▶ PAGE EXCERPT:
+++

Re: [External] Re: [PATCH v2] psi: Remove the redundant psi_task_tick

From: Chengming Zhou
Date: Tue Feb 09 2021 - 21:48:51 EST


Hello Johannes,

在 2021/2/9 下午11:48, Johannes Weiner 写道:
> Hello Chengming,
>
> On Tue, Feb 09, 2021 at 03:10:33PM +0800, Chengming Zhou wrote:
>> When the current task in a cgroup is in_memstall, the corresponding groupc
>> on that cpu is in PSI_MEM_FULL state, so we can exploit that to remove the
>> redundant psi_task_tick from scheduler_tick to save this periodic cost.
> Can you please update the patch name and the changelog to the new
> version of the patch? It's not removing the redundant tick, it's
> moving the reclaim detection from the timer tick to the task state
> tracking machinery using the recently added ONCPU state.

+++

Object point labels
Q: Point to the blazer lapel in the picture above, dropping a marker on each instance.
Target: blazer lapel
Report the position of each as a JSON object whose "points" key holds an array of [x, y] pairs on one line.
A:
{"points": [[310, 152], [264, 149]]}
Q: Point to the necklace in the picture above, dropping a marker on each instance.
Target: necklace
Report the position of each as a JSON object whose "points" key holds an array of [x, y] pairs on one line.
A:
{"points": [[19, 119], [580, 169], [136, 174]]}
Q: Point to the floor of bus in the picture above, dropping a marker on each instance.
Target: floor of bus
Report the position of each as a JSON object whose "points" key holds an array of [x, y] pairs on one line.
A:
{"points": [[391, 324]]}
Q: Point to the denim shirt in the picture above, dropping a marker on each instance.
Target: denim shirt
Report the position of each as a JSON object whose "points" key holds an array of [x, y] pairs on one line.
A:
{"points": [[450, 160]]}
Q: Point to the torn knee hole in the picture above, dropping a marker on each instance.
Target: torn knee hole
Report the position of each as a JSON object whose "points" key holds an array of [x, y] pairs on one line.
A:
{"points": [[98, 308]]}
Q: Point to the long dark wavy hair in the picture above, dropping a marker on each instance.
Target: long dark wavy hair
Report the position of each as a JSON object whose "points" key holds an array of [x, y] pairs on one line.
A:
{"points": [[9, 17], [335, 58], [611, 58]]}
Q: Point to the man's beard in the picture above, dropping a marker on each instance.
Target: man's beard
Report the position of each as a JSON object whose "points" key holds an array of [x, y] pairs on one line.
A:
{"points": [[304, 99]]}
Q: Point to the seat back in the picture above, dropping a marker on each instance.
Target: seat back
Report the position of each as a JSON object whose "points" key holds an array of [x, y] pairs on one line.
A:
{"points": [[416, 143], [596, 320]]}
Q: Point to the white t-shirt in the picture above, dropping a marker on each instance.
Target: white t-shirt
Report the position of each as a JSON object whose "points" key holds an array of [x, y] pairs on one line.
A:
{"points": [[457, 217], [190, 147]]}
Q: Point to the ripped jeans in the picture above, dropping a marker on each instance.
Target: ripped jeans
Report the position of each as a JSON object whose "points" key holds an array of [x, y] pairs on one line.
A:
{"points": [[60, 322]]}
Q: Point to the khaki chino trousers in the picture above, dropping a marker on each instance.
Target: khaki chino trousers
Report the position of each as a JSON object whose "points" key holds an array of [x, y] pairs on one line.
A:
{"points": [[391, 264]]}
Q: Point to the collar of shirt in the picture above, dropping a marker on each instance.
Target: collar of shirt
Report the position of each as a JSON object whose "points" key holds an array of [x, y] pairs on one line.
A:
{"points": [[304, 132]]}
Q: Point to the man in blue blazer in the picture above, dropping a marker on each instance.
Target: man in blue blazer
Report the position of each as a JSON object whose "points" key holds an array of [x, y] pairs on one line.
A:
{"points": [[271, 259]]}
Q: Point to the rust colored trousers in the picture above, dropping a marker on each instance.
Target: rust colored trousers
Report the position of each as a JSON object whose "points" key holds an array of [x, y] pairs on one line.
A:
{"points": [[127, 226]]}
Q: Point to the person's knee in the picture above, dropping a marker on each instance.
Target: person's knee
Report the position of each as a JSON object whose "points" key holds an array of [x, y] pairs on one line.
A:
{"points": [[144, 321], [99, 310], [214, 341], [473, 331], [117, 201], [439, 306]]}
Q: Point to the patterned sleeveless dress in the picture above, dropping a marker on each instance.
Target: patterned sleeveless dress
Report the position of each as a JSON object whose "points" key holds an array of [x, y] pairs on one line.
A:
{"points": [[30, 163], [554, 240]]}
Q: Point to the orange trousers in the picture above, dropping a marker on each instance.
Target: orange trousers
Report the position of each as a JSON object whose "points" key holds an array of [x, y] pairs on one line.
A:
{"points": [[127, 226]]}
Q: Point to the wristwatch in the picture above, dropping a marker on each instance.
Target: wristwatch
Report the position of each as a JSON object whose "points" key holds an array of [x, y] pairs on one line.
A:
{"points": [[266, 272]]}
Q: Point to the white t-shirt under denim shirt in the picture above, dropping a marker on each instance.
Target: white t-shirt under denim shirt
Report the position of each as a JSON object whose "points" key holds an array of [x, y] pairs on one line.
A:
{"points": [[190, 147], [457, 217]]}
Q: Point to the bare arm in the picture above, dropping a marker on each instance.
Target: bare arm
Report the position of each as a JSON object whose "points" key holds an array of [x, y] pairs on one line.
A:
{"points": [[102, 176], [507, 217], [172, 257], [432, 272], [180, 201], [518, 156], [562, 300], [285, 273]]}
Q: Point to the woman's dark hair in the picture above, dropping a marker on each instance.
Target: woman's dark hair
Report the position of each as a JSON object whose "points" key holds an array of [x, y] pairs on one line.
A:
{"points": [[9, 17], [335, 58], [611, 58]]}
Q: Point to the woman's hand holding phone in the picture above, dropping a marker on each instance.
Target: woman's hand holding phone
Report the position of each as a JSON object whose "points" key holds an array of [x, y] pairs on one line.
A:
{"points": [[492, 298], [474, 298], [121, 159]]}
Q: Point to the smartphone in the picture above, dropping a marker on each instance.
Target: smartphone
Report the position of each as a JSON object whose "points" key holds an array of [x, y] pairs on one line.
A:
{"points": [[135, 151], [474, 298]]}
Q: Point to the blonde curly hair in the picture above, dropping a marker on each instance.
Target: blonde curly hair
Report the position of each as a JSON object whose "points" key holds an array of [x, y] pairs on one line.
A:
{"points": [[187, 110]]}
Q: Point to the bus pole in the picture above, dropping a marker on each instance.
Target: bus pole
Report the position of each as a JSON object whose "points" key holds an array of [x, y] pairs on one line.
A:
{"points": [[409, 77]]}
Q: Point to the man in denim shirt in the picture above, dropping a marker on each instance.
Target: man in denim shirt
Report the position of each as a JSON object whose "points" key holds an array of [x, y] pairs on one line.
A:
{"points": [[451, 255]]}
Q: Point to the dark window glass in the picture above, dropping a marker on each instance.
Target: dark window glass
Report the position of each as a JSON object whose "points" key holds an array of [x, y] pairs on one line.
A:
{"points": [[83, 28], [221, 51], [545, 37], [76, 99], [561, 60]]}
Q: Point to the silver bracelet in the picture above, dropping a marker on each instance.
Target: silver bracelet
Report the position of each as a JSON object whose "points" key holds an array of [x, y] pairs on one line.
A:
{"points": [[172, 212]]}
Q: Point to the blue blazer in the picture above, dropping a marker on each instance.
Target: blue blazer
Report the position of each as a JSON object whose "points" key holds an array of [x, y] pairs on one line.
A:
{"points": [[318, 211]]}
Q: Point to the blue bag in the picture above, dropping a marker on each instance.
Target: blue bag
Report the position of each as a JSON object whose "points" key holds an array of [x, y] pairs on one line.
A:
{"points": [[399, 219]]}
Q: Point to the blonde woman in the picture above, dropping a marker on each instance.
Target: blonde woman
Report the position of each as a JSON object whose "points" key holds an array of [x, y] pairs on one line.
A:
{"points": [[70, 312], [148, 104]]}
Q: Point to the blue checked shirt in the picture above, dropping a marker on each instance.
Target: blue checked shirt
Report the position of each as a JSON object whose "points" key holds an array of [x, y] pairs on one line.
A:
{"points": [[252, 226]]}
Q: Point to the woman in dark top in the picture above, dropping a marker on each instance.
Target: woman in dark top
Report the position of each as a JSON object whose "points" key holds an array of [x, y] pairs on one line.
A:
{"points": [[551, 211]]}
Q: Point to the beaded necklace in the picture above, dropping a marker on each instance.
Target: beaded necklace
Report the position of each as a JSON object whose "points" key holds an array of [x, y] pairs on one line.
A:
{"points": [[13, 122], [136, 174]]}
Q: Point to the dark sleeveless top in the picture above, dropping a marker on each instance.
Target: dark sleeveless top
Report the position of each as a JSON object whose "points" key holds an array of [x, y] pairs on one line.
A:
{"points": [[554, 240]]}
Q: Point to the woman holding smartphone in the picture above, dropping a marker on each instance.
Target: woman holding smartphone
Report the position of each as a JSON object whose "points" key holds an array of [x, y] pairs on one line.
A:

+++

▶ YOUR TASK: Summarize the email excerpt in two sentences. The records are separate material, distinct from the email excerpt.

▶ ANSWER FOR THE TASK: Chengming Zhou's patch proposed removing the redundant psi_task_tick from scheduler_tick to save its periodic cost, since the corresponding groupc on a cpu is in PSI_MEM_FULL state when the current task in a cgroup is in_memstall. Johannes Weiner asked for the patch name and changelog to be updated, noting that the new version moves reclaim detection from the timer tick to the task state tracking machinery using the recently added ONCPU state.